* Text section
========
Shifting to e-transport


The shift from traditional petrol-powered cars to electric vehicles is still in its nascent stages in Pakistan. It was recently given a push when a set of massive tax cuts came into effect in July prompting many to consider transitioning to this new form of transport. However, only time will tell if the government will be able to pull off the arduous task of introducing half a million electric motorcycles and rickshaws and 100,000 electric cars, vans and small trucks into the transportation system by 2025 as envisioned in the National Electric Vehicle Policy, 2019.

If successful, the initiative will bring about substantial change. But while such vehicles cost five times less to run than conventional ones, not everyone will be able to afford it considering rising inflation, surging poverty rates, and exacerbating socio-economic divide in the country. More emphasis must specifically be made on electric motorcycles to target the average lower-middles class citizens. Providing incentives and raising awareness will go a long way in instilling a sense of environmental responsibility that will help citizens make conscious eco-friendly decisions.

Pakistan also ranks second worst in air quality which is gravely affecting the health of citizens to a point where respiratory and other related diseases are amplifying, both in frequency and intensity. The right to breathe clean air is conjoined with the right to a healthy environment. Introducing Electric vehicles which produce 65% less greenhouse gases and consequently decreasing conventional vehicles on roads — both are equally crucial — can altogether help mitigate air pollution.

While tax cuts have been advantageous, concerned officials must continue to build a solid infrastructure and foundation to support it. This includes establishing a network of charging centres in major cities, improving affordability, creating awareness, increasing regulations along with accountability and providing greater incentives. But the most important aspect is to remove heavy carbon-emitting vehicles such as dilapidated buses and 4-stroke rickshaws.

Published in The Express Tribune, November 27th, 2021.
========
* Record extracts
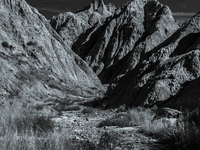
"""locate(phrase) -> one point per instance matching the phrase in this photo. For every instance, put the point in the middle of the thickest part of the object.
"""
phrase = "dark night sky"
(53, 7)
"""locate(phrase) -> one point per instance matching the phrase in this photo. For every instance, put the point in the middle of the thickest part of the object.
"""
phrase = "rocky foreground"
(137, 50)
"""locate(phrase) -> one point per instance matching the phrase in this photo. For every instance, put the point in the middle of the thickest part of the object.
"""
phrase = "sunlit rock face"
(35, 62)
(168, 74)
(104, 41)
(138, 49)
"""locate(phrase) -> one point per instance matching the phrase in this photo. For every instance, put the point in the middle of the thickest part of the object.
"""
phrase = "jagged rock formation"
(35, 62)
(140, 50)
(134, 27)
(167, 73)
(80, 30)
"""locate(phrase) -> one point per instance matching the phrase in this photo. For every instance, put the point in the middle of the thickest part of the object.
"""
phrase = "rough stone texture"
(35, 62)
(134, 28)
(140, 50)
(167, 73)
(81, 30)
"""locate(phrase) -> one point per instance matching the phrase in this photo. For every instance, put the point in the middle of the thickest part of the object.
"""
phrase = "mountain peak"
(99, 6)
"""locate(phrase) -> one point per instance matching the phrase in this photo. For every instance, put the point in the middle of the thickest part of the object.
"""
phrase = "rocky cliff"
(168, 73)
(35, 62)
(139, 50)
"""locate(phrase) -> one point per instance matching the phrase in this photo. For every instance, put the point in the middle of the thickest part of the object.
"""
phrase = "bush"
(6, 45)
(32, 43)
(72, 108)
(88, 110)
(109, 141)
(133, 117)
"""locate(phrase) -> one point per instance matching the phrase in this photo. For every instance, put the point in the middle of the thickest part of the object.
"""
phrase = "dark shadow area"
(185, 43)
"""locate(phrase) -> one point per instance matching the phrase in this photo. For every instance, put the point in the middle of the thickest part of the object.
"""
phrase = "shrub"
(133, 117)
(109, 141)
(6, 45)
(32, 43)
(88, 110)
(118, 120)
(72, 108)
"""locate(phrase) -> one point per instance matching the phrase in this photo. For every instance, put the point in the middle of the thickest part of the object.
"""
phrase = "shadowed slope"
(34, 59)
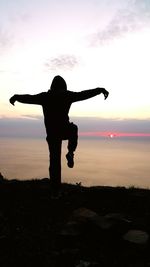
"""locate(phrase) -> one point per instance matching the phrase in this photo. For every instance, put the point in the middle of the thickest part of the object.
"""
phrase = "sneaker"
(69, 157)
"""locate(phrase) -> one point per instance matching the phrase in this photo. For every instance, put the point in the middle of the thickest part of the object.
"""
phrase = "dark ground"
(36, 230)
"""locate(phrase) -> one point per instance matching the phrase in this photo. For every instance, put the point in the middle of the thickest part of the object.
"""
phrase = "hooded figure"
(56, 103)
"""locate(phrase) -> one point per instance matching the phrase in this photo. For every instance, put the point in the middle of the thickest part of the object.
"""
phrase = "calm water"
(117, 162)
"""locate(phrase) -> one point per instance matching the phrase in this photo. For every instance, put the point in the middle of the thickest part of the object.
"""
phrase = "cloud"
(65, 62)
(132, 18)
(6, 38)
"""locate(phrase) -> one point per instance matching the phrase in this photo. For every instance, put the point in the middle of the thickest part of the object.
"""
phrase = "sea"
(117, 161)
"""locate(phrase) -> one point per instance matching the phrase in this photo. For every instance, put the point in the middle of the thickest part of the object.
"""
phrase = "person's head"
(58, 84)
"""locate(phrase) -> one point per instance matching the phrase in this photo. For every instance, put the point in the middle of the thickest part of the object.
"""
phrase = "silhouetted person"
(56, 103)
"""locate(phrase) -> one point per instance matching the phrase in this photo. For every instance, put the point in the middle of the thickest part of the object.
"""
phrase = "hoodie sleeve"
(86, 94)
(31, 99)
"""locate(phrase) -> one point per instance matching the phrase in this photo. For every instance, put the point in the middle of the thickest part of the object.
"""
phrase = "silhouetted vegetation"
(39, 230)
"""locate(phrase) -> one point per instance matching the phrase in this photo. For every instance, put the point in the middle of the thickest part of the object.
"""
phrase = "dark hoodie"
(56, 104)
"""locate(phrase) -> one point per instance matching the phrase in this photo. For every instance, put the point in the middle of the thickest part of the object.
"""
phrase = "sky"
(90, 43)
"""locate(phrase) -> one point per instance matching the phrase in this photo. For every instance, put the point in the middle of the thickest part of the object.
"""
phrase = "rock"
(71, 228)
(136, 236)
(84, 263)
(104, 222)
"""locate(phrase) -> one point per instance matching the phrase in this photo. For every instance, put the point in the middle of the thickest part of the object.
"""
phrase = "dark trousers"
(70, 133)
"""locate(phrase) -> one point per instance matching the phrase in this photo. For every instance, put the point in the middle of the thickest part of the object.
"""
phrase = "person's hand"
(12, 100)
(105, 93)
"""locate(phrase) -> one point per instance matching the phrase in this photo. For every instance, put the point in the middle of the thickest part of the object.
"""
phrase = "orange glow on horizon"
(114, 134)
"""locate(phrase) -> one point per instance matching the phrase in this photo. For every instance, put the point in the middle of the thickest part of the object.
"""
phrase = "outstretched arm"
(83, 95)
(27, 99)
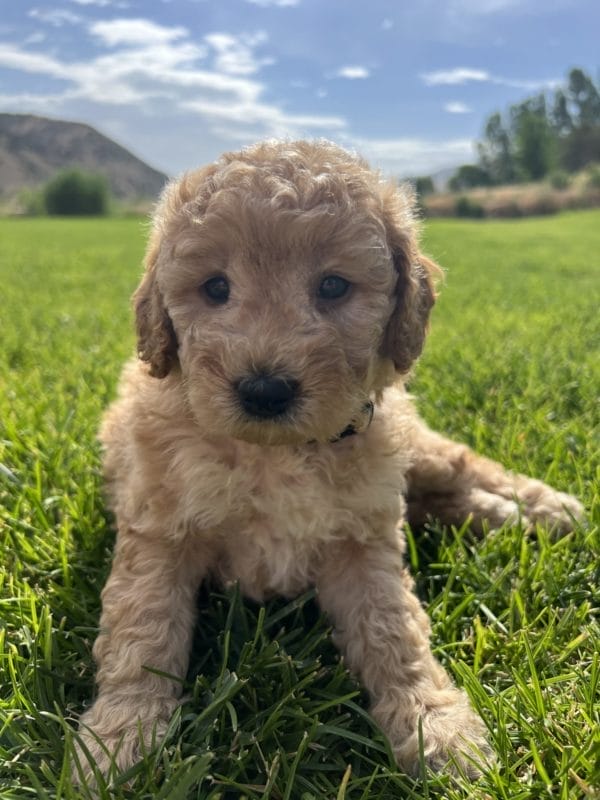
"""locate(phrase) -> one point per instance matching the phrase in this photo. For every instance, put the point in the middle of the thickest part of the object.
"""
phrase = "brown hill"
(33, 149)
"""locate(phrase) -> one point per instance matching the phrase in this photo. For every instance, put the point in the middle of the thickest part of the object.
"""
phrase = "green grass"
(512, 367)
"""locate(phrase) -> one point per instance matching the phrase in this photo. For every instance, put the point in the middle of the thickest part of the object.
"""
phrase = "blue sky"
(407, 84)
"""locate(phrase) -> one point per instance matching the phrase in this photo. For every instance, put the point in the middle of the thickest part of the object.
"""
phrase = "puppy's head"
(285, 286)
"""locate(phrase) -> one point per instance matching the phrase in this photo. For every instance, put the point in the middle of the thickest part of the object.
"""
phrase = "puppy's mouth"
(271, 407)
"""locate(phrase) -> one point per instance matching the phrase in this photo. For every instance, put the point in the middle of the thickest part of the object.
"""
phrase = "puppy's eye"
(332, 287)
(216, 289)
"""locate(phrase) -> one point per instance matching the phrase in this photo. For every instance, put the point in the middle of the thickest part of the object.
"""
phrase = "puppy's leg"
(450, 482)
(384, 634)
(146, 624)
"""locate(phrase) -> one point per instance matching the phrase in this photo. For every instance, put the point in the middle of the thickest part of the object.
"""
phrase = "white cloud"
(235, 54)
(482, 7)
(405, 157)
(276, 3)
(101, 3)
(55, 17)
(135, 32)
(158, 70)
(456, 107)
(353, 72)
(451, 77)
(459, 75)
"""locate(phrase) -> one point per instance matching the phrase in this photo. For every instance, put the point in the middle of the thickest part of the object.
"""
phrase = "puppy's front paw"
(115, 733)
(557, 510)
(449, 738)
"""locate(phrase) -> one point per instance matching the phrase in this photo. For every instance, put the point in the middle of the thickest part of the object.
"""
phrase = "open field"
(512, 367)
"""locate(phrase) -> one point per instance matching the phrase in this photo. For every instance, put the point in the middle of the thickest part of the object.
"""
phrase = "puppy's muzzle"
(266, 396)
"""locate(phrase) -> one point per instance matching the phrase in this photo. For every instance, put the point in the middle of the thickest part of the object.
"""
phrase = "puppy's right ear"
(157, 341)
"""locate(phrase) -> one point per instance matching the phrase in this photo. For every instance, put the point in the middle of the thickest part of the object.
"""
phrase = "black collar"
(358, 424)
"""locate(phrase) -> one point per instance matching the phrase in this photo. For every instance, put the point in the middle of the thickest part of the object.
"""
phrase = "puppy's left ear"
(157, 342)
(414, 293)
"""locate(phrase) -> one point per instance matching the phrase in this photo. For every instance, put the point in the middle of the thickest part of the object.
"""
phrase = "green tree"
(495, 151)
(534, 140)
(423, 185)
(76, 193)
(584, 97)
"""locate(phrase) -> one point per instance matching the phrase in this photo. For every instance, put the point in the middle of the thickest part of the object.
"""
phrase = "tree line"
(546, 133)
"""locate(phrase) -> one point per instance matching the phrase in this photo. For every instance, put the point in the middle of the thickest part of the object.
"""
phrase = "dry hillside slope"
========
* Task statement
Translate this sentence from the editorial about electric vehicles in Pakistan into Spanish: "The right to breathe clean air is conjoined with the right to a healthy environment." Rely only on the editorial about electric vehicles in Pakistan.

* Exercise response
El derecho a respirar aire limpio está unido al derecho a un medio ambiente sano.